→ **SUPPLIED MATERIAL**
+--
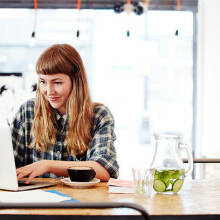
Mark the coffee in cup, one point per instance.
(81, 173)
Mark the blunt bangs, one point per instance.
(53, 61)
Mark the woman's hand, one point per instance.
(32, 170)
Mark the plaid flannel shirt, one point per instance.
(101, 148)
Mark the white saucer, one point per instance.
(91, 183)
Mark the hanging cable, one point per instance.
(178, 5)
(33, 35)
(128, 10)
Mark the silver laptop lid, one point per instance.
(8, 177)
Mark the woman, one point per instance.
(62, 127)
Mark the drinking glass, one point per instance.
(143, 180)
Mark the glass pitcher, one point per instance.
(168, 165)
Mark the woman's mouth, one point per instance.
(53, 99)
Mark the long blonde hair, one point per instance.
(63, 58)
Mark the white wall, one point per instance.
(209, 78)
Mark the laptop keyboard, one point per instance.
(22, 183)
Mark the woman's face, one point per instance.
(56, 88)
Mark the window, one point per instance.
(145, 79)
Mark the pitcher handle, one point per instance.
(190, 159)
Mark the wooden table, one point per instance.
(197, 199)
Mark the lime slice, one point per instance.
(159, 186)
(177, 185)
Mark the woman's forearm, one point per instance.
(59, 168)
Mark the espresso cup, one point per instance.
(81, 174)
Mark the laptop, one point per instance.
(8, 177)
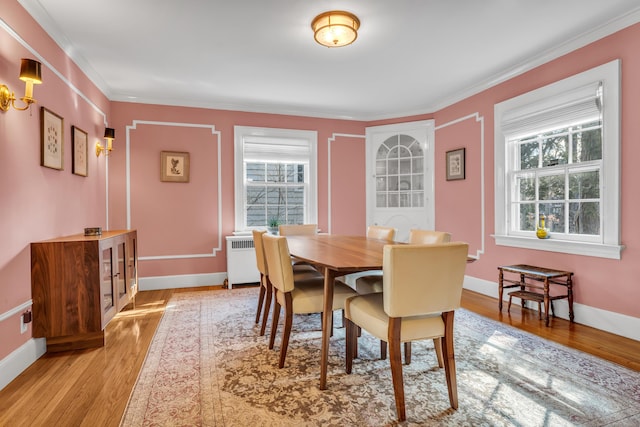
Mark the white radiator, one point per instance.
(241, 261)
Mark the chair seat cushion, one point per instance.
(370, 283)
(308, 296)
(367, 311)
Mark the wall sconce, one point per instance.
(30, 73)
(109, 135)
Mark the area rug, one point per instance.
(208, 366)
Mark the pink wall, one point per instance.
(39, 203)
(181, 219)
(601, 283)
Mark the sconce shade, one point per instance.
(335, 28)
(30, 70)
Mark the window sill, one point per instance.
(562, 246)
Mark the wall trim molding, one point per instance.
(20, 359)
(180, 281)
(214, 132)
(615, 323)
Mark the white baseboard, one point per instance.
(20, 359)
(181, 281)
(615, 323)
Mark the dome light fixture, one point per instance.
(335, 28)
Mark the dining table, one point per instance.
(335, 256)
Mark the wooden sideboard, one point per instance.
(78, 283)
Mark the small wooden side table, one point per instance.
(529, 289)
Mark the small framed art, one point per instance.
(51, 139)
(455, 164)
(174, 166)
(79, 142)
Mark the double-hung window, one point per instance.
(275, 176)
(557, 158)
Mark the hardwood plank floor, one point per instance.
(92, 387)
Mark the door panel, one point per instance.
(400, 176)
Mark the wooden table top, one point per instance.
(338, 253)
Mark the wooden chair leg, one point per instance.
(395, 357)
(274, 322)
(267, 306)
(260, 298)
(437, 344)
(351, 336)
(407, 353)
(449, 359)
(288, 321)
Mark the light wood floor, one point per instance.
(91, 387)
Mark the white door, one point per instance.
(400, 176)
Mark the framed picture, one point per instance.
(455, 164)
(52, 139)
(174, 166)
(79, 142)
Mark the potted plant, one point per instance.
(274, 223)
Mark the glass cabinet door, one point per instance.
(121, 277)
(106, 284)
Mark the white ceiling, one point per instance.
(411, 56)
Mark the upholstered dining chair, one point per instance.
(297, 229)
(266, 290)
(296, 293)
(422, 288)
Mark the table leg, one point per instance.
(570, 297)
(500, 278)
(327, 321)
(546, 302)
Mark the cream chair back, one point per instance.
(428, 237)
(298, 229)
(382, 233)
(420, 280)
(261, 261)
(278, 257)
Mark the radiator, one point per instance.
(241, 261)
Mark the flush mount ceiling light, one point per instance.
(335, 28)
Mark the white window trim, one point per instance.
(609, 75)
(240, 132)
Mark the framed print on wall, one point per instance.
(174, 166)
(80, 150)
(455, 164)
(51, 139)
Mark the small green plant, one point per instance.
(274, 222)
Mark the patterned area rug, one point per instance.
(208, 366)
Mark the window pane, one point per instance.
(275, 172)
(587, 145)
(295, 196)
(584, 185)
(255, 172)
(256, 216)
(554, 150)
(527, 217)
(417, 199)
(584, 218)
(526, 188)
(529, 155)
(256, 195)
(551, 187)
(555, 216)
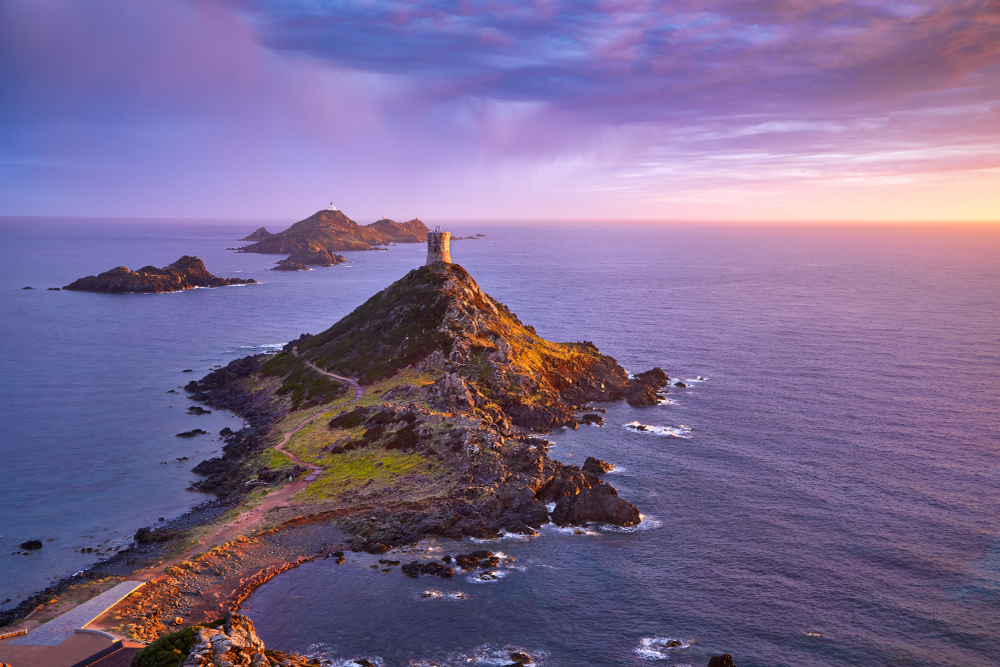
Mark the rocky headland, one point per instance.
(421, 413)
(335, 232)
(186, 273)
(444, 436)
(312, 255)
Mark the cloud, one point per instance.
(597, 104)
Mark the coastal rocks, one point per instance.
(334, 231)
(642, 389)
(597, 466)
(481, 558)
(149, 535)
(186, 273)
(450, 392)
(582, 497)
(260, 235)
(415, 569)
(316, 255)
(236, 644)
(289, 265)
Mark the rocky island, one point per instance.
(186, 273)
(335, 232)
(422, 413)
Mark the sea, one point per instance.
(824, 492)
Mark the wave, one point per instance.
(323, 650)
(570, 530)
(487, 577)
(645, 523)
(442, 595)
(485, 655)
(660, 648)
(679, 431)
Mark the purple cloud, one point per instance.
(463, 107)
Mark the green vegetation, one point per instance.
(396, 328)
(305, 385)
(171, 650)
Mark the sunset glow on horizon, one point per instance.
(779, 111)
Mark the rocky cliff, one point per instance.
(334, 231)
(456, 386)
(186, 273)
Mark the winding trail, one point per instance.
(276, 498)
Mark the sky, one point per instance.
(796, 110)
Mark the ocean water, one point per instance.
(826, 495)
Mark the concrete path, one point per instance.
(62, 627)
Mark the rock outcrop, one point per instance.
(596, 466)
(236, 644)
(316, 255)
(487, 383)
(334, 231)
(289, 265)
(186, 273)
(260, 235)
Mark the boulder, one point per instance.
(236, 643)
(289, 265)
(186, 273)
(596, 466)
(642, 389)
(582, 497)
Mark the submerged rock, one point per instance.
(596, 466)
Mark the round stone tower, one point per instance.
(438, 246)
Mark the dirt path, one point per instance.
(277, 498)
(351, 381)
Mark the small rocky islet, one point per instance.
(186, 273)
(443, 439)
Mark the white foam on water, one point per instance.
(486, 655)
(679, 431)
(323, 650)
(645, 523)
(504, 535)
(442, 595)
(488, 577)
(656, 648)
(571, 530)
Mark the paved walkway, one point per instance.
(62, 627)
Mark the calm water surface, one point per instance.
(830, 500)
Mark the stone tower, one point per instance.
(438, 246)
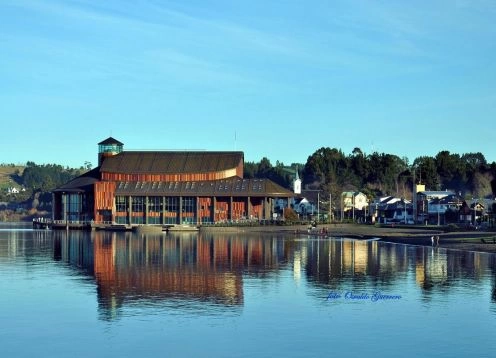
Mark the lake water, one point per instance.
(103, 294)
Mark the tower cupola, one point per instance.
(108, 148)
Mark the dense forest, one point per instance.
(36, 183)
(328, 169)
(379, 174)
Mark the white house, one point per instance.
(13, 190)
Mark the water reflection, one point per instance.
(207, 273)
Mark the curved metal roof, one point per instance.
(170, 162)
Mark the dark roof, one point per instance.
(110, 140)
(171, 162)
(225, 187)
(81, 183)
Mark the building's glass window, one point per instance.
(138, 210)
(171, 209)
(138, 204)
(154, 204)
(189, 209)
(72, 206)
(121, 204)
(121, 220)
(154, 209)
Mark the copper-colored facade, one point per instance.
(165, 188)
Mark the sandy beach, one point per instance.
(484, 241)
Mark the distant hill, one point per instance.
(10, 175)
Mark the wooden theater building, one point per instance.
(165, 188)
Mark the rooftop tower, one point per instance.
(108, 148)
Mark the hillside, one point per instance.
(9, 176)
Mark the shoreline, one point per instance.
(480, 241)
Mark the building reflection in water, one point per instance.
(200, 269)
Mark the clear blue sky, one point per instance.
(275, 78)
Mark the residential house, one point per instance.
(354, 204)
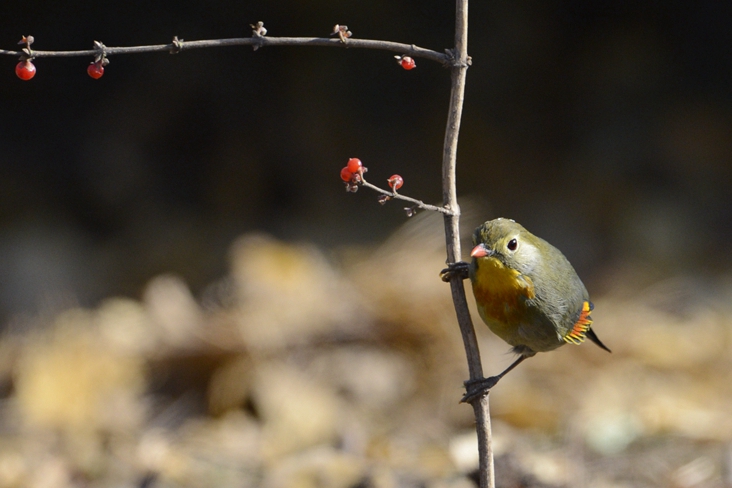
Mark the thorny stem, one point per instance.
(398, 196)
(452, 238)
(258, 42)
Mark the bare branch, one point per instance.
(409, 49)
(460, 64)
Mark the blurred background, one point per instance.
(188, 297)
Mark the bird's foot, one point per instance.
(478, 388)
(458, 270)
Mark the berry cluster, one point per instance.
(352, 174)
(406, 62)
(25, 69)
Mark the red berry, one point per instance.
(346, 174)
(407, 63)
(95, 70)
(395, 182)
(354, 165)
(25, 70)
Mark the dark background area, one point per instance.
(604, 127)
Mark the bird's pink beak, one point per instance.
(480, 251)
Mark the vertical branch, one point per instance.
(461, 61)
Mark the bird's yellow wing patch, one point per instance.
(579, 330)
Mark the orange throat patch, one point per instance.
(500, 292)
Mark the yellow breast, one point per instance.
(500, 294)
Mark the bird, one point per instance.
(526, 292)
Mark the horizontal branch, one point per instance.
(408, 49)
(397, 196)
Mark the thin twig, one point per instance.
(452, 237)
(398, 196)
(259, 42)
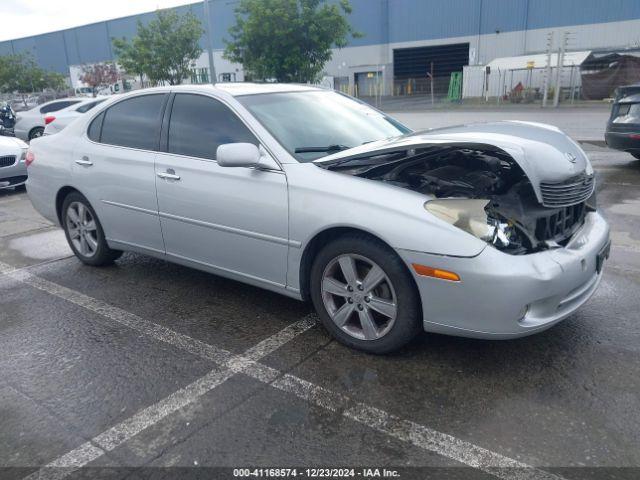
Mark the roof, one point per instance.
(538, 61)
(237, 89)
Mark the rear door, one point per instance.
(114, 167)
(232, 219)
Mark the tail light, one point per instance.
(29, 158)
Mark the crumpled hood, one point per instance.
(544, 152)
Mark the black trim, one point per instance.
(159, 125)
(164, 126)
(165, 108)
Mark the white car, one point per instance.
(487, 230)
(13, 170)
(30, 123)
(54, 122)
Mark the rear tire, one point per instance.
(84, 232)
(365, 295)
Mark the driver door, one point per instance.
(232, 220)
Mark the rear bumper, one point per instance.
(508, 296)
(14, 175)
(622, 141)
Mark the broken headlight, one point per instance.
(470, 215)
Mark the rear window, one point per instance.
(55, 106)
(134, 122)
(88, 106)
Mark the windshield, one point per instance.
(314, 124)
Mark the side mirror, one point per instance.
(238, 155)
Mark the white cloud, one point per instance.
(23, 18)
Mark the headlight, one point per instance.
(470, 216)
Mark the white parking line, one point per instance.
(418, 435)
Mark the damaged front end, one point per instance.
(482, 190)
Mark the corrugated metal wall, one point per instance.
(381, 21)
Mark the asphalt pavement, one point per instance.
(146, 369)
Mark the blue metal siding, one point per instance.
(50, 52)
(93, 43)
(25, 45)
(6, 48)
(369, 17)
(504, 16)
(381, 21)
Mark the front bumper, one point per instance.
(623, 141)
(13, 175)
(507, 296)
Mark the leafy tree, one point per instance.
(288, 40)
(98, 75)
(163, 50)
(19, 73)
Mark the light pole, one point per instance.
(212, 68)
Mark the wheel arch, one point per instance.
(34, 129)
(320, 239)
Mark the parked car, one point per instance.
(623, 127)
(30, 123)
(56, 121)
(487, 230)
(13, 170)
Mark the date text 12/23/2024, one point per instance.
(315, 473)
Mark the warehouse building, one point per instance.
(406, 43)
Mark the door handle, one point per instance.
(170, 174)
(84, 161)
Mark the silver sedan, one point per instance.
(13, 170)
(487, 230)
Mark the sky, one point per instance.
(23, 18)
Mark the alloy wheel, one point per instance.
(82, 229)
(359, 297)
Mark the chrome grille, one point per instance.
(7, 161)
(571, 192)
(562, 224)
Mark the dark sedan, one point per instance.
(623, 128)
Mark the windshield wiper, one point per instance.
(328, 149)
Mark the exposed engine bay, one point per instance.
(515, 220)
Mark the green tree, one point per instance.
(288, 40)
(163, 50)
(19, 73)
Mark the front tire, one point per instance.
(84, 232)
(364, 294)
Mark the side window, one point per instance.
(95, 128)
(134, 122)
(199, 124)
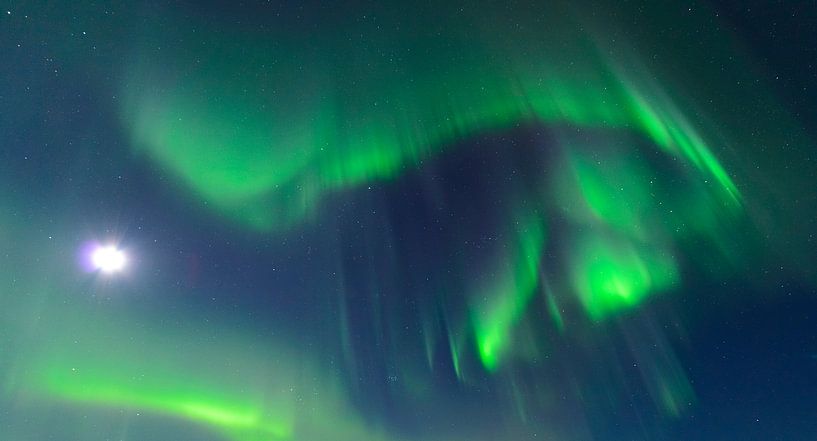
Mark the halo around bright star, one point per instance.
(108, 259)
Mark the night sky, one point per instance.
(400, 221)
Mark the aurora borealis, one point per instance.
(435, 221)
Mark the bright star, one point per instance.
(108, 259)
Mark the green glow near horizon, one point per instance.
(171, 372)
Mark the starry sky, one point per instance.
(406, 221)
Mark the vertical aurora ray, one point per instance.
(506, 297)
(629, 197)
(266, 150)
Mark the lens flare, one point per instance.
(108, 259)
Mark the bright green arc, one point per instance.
+--
→ **REQUIRED TASK**
Quote the material above exactly, from the line holding "Mark the side window, one point per instance." through its last line, including both. Omit the pictures.

→ **FINISHED ANSWER**
Mark the side window, one point per instance.
(95, 128)
(134, 122)
(199, 124)
Mark the halo around bright star, one point per instance.
(108, 259)
Mark the night sky, one point per instance.
(400, 221)
Mark the aurora borealis, one point per instance.
(435, 221)
Mark the bright star, one point per instance.
(108, 259)
Mark the green glow near horizon, one point per instance.
(171, 372)
Mark the starry sky, one point per instance.
(406, 221)
Mark the vertical aurora ray, one point per instance.
(506, 297)
(629, 197)
(266, 150)
Mark the lens flare, one point per instance.
(108, 259)
Mark the bright green arc, one point per instance.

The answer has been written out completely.